## [What you need to do]
Go through the data below and copy out every line that contains the word "green".

## [Source data]
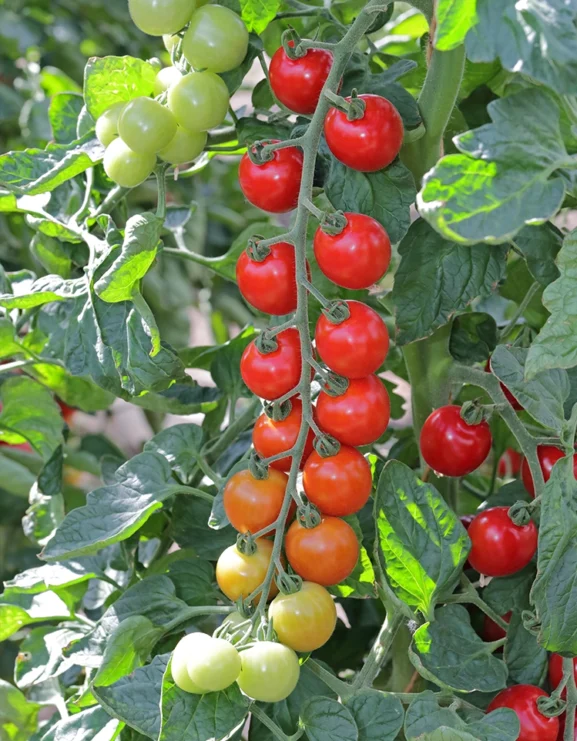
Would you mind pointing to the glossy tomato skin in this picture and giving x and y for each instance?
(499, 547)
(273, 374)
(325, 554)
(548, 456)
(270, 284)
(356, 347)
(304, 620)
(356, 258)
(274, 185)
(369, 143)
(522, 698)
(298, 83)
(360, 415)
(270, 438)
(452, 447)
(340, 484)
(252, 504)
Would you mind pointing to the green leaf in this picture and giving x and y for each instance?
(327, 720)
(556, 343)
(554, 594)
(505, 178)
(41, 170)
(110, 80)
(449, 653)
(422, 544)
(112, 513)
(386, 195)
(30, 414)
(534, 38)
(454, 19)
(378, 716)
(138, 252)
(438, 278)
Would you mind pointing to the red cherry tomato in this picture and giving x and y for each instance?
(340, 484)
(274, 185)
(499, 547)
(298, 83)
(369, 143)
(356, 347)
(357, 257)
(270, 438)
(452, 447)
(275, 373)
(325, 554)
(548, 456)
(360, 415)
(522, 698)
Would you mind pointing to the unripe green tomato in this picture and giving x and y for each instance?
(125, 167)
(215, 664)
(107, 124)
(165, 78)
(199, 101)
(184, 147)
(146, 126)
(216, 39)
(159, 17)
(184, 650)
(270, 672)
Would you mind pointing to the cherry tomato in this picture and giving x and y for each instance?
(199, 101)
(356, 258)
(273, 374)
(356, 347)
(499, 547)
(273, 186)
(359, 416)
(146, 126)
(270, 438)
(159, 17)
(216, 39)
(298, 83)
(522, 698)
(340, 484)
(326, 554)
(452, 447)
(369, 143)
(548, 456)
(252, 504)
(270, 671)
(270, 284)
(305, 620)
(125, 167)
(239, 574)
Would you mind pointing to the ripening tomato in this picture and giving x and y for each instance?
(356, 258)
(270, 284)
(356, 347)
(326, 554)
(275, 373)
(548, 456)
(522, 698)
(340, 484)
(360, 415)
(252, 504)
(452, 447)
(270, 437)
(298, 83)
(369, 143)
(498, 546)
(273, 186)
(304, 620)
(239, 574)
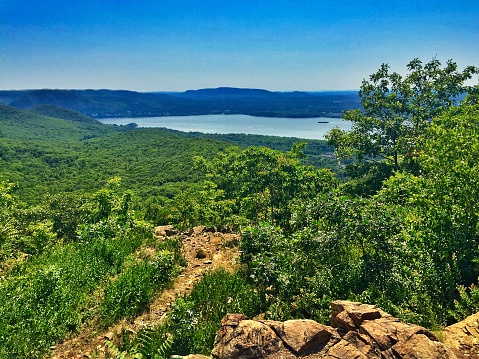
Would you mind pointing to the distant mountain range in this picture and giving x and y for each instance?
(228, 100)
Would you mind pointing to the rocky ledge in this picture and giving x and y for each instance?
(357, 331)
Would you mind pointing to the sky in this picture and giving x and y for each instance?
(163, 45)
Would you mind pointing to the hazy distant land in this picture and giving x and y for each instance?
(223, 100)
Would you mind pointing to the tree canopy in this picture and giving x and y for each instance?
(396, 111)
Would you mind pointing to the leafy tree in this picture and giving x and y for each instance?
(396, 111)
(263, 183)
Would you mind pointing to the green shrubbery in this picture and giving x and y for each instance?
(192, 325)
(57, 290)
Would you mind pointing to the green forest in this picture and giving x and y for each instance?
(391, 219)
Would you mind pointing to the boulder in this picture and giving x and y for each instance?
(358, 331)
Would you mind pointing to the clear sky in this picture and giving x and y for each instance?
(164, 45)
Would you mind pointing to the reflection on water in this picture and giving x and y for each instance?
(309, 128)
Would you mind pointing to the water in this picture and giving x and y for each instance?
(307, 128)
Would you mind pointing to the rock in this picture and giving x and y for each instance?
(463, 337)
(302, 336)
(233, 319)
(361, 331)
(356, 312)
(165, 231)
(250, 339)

* * *

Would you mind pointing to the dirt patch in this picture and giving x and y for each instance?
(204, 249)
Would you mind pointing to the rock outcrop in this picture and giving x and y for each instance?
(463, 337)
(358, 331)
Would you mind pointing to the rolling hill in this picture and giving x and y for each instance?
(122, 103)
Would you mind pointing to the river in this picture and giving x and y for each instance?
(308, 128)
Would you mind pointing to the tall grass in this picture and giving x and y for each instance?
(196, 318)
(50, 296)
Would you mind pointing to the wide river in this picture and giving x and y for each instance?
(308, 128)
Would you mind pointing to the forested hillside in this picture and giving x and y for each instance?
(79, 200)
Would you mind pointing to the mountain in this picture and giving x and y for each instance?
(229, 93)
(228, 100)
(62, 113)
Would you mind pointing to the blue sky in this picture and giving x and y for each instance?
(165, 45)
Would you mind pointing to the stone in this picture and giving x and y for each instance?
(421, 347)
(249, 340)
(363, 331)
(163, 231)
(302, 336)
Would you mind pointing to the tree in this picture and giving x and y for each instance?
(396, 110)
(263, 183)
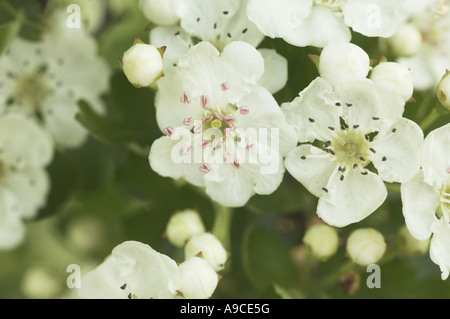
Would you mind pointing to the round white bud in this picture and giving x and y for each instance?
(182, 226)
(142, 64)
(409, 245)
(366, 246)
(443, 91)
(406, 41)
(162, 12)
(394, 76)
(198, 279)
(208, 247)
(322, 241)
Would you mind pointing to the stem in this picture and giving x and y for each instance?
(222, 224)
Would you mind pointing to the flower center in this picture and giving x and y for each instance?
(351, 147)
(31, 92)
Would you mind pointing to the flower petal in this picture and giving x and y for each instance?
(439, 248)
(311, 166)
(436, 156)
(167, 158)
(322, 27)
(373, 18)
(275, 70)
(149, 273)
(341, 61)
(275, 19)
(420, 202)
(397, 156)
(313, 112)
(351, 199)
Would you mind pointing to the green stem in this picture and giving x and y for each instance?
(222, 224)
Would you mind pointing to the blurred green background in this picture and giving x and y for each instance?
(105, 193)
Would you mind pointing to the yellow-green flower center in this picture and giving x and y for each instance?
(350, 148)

## [Response]
Would you mind pointing to the green leaf in this picture and giving x and y for each instance?
Would you mind pointing to the unripe green tomato in this picture and giving x and y for each instance?
Would you mind pointing to the green shrubbery in this picture and giving x and y for each instance?
Would you mind pointing to the green forest in this picture and giving x and y for each instance?
Would you mind pointing to the green stem in this picture and giving x and y for each instance?
Would you mind pointing to the blurred green background in this picture and giving x and y for each instance?
Would you mind pointing to the yellow-green flower center in this picture and giving x and y for each instance?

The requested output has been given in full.